* PROVIDED TEXT:
-*-
U.S. Threatens Poor Countries for Supporting Breastfeeding and Shunning U.S. Formula Companies

In an apparent effort to protect formula companies, the U.S. threatens the World Health Organization and poor countries for adopting a resolution to support breastfeeding

A United Nations resolution to encourage breastfeeding and discourage dishonest marketing by formula companies to poor nations was expected to pass unanimously at a gathering of the World Health Assembly this spring.

It was a straightforward resolution, based on decades of research, that would simply state that breast milk is the healthiest option for infants and young children and that countries should strive to limit the inaccurate and misleading marketing of formula and baby food.

But U.S. delegates almost blocked the resolution altogether and ultimately bullied delegates from other nations into watering it down, the New York Times reports.

Initially, American officials demanded the words “protect, promote and support breast-feeding” be removed from the resolution, along with another passage that encouraged international lawmakers to restrict the promotion of formula and other baby food products.
-*-
Point-per-instance localization records:
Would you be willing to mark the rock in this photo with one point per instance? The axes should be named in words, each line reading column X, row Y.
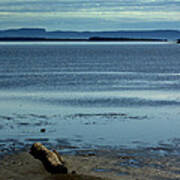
column 43, row 130
column 52, row 161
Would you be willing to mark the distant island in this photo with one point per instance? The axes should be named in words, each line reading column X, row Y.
column 95, row 39
column 41, row 34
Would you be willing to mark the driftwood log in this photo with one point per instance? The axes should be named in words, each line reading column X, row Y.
column 52, row 161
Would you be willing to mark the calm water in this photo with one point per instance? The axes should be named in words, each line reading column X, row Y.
column 90, row 95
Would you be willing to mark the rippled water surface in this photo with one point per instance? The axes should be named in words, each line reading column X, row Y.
column 89, row 95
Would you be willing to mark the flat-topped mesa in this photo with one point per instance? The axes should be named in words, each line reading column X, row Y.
column 52, row 161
-*-
* TASKS FOR THIS EXERCISE:
a) List every organization or publication named in the breastfeeding article.
b) Please go on with the breastfeeding article, picking up after its last sentence.

* EXERCISE ANSWERS:
a)
United Nations
World Health Organization
World Health Assembly
New York Times

b)
When that failed, they turned to threats, according to diplomats from a dozen countries that spoke anonymously to the Times.

When Ecuador first tried to introduce the measure, American diplomats threatened to “unleash punishing trade measures and withdraw crucial military aid.”

Some American delegates even suggested the United States, the single largest contributor to the World Health Organization, might cut its funding.

Health advocates scrambled to find another sponsor for the resolution, but at least a dozen poor countries in Africa and Latin America refused, citing fears of retaliation.

“What happened was tantamount to blackmail, with the U.S. holding the world hostage…” said Patti Rundall, the policy director of the British advocacy group Baby Milk Action.

In the end, the Russians stepped up and introduces the measure. Being a more powerful nation, the Americans did not threaten them.

“We’re not trying to be a hero here,” a Russian delegate told the Times. “But we feel that it is wrong when a big country tries to push around some very small countries, especially on an issue that is really important for them.”

The issue is important to poorer nations, because they are the ones the formula companies target the hardest.

The $70 billion formula and baby food industry is dominated by a handful of American and European companies, but sales in those countries have flattened in recent years, as wealthier, more educated women embrace 40 years of research showing “breast is best.”

Meanwhile global formula sales are expected to rise 4 percent in 2018, with most of that growth in poor countries.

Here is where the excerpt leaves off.